_Reading passage:_
-- begin --

Fortunately, Levan recovers from his fever and decides he has to deal with those debts. His debts have names: Misha, Borya, Vadim, and many others Levan knew when he was a political prisoner in the Soviet Gulag in 1983-1987. (The “Gulag” is a Soviet system of forced labor camps, where people convicted of everything from petty theft to political crimes were sent.)

The first person Levan wants to write about is Arkady Dudkin: “I set pen to paper (or rather, glued myself to a keyboard) not to write a great work of literature or to search for ‘lost time’ (Ah, Proust!) but to rescue a character who was about to disappear. I was fighting to rescue Arkady Dudkin. If it weren’t for me, Arkady would be lost, and no one would ever know that he’d existed and that his life had meaning.” Levan “rescues” fifteen people in Sacred Darkness. Each individual gets their own chapter. While Levan is always the narrator, his recollections of his incarceration are organized around the personalities and stories of these individuals, which he fears will disappear if he does not record what he knows about them. Of course, we learn much about Levan when he writes about others—he is witty, literary, and philosophical. We also learn about the complex—and sometimes comical—web of relationships that formed in the Dubravny prison in the mid-eighties.

-- end --

_Problems and tasks:_
1 – According to the passage on Sacred Darkness, why does Levan write about Arkady Dudkin?
2 – Could you transcribe the passage on Sacred Darkness from "Fortunately, Levan recovers" up to and including "crimes were sent.)"?
3 – Can you condense the paragraph of the Sacred Darkness passage that begins "The first person Levan wants to write about" into a short list of its main facts?

_Data shown:_
-- begin --

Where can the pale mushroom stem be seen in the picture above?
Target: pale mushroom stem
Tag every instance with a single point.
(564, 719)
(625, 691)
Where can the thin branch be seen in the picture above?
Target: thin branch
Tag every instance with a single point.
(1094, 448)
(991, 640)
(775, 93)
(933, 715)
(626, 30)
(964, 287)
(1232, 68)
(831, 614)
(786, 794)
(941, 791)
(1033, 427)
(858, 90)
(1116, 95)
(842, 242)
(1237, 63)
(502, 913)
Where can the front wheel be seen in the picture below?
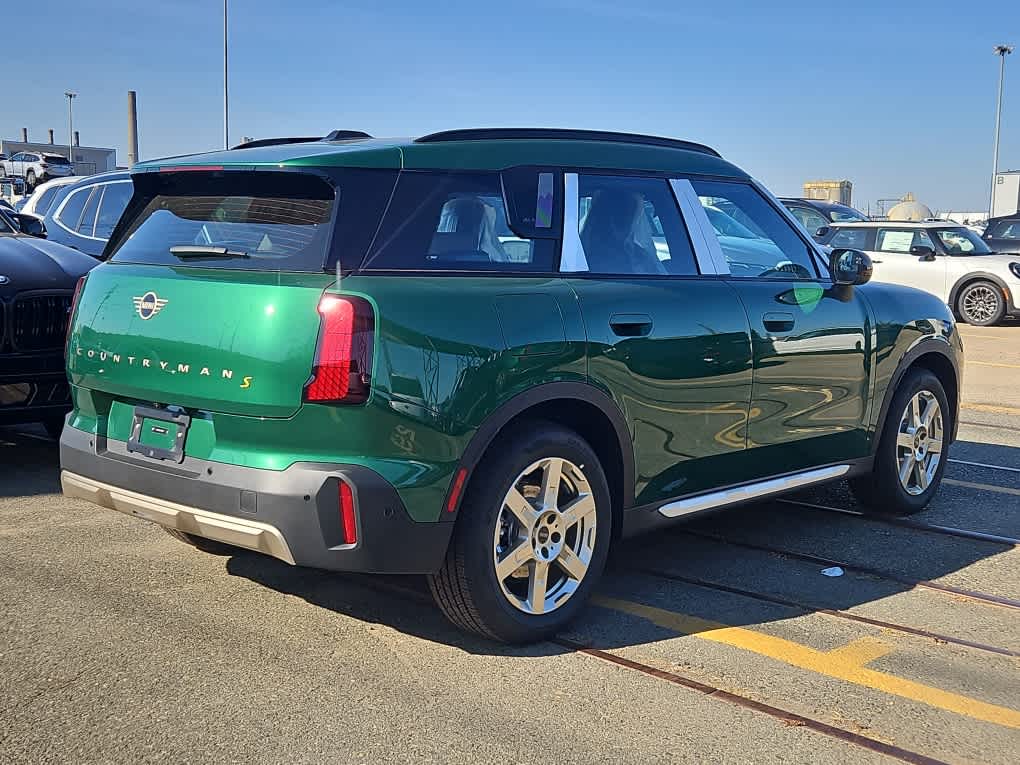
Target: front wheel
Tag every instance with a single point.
(531, 538)
(981, 304)
(912, 452)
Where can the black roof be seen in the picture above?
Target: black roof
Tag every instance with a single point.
(558, 134)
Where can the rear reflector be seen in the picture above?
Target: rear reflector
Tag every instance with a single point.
(347, 518)
(456, 489)
(341, 371)
(70, 311)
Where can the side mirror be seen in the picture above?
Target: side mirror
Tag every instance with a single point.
(30, 224)
(850, 267)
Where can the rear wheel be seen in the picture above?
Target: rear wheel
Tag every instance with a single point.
(981, 304)
(531, 538)
(200, 543)
(912, 452)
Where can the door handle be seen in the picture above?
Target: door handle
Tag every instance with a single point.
(778, 322)
(630, 324)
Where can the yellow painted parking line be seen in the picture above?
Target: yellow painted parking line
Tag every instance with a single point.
(981, 487)
(992, 363)
(990, 408)
(845, 663)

-- end --

_Answers in order:_
1 – Levan writes to rescue Arkady Dudkin, a character who was about to disappear, rather than to produce great literature or search for "lost time." He believes that without his writing, Arkady would be lost, and no one would ever know that he had existed or that his life had meaning.

2 –
Fortunately, Levan recovers from his fever and decides he has to deal with those debts. His debts have names: Misha, Borya, Vadim, and many others Levan knew when he was a political prisoner in the Soviet Gulag in 1983-1987. (The “Gulag” is a Soviet system of forced labor camps, where people convicted of everything from petty theft to political crimes were sent.)

3 –
- Levan's first subject is Arkady Dudkin. Levan says he wrote not to create great literature or to search for "lost time," but to rescue a character who was about to disappear.
- Sacred Darkness "rescues" fifteen people, and each one has a separate chapter.
- Levan narrates throughout. His memories of prison are organized around these individuals, whose stories he fears will vanish unless he records them.
- Readers also learn about Levan himself, who is witty, literary, and philosophical.
- The book depicts the complex and sometimes comical relationships in the Dubravny prison in the mid-eighties.